Show every line of the records below that contains the string "thin", copying each one in full. Case counts.

=== TASK MATERIAL ===
===============
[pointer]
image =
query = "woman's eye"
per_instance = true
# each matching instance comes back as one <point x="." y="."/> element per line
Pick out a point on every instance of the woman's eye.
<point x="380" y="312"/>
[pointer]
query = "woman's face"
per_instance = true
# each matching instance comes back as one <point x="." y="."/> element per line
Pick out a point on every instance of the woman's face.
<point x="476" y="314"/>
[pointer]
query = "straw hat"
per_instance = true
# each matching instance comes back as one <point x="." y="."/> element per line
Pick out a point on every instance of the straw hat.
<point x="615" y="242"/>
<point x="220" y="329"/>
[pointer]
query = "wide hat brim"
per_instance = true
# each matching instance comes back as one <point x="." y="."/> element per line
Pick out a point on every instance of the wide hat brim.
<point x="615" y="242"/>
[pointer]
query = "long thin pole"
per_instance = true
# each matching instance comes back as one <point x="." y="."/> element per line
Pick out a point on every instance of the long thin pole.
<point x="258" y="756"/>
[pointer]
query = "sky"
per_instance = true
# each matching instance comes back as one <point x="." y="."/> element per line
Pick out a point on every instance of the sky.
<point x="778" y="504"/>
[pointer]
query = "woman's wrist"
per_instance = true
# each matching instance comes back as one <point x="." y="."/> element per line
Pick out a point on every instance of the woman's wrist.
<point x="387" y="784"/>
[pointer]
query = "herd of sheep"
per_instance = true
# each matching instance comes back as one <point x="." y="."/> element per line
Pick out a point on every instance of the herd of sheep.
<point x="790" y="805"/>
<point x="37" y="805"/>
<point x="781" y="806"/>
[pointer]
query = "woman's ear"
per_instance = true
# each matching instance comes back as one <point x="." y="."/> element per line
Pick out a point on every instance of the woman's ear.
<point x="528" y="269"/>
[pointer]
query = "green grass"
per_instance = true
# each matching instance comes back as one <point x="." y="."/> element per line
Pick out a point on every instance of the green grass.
===============
=== COMPLETE RESPONSE ===
query = "long thin pole"
Pick out a point on every instance of the long thin pole.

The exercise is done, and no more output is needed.